Excerpt provided:
★ ★ ★ ★

Note the $OPENSHIFT* provided constants so that you don’t have to figure out the actual host, port, username and password you are on which is especially helpful in a cloud environment running on multiple nodes. Once you import, you can check the files and add a geospatial index, which is required for the geospatial queries as follows:

$ mongo
> use dogtag
> db.dogtags.find() //will return results
> db.dogtags.find().forEach( function (e) { e.coords = [ e.longitude, e.latitude ]; db.dogtags.save(e); }); //will add the required format for a coordinates field to index
> db.dogtags.ensureIndex( { coords : “2d” } ) //indexes the coords field for geospatial queries
> exit

Now, if you go to the URL again you will have JSON data returned in a JSONP callback. You can change the callback simply by adding &callback=[your callback name]. This is necessary to prevent cross-site scripting issues and required when using the JSONP proxy in Sencha Touch.

Deploying the Mobile App

Since the Mobile App was created with Sencha Touch, I just used a “DIY” (Do it yourself) app from OpenShift to deploy my app there. The process is very similar:

$ rhc app create -a dogtags -t diy-0.1

This creates a very basic Web app. You can cd to the “diy” directory that is created and copy the code from the Mobile app there. It will prompt you to replace index.html, which is fine. There is one thing you need to do in the existing code; you will need to update the store’s proxy to point to your “dogtag” node.js app you created in the previous section as well as the Pettracker controller which also has these references. To do that, simply update the URL with the one OpenShift provides and append “dogtag” on the end to get the list as follows:

 proxy: {  
       type: 'jsonp',  
       url: 'http://nodetest-loutilities.rhcloud.com/dogtag',  
       reader: {  
           type: 'json',  
           idProperty: '_id',  
           rootProperty: 'records',  
           useSimpleAccessors: true  
       }  
}  

Lastly, use git to push the updates to the server. It will deploy the new code and restart the server. Launch your app from a Webkit browser or from your mobile device and you should be in business similar to what you see here.

★ ★ ★ ★

Task list:
**1)** Why does the deployment walkthrough recommend relying on the $OPENSHIFT* provided constants?
**2)** Answer these from the deployment walkthrough:
(a) What command creates the DIY app for the mobile front end?
(b) What index type is set on the coords field for geospatial queries?
(c) What happens on the server when you push the updates with git?

★ ★ ★ ★

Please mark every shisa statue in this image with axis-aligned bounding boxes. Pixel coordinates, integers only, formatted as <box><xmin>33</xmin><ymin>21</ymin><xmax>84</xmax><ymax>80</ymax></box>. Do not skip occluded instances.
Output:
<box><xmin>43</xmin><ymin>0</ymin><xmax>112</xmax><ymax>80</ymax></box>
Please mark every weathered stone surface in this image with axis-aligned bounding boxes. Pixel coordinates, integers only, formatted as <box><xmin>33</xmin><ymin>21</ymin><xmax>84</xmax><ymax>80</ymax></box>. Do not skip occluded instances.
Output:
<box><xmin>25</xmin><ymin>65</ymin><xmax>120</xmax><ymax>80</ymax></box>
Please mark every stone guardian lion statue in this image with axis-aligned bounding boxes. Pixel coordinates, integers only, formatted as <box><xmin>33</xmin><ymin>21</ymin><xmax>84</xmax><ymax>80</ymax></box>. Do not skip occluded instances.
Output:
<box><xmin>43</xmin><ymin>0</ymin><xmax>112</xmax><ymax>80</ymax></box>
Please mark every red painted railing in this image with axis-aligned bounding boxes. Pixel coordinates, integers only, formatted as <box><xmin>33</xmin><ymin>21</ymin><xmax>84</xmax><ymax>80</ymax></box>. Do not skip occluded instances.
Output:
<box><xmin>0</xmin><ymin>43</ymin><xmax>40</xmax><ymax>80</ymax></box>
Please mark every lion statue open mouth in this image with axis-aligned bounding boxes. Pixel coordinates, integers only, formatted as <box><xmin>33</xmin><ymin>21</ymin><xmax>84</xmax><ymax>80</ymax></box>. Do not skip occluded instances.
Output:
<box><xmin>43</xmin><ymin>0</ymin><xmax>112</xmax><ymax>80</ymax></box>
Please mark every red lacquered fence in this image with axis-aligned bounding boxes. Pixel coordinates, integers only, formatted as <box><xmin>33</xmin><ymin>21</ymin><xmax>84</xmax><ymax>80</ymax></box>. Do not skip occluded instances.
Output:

★ ★ ★ ★

Results of the exercise:
**1)** They save you from having to work out the actual host, port, username and password you are on. This is especially helpful in a cloud environment running on multiple nodes.

**2)**
(a) $ rhc app create -a dogtags -t diy-0.1
(b) "2d"
(c) It deploys the new code and restarts the server.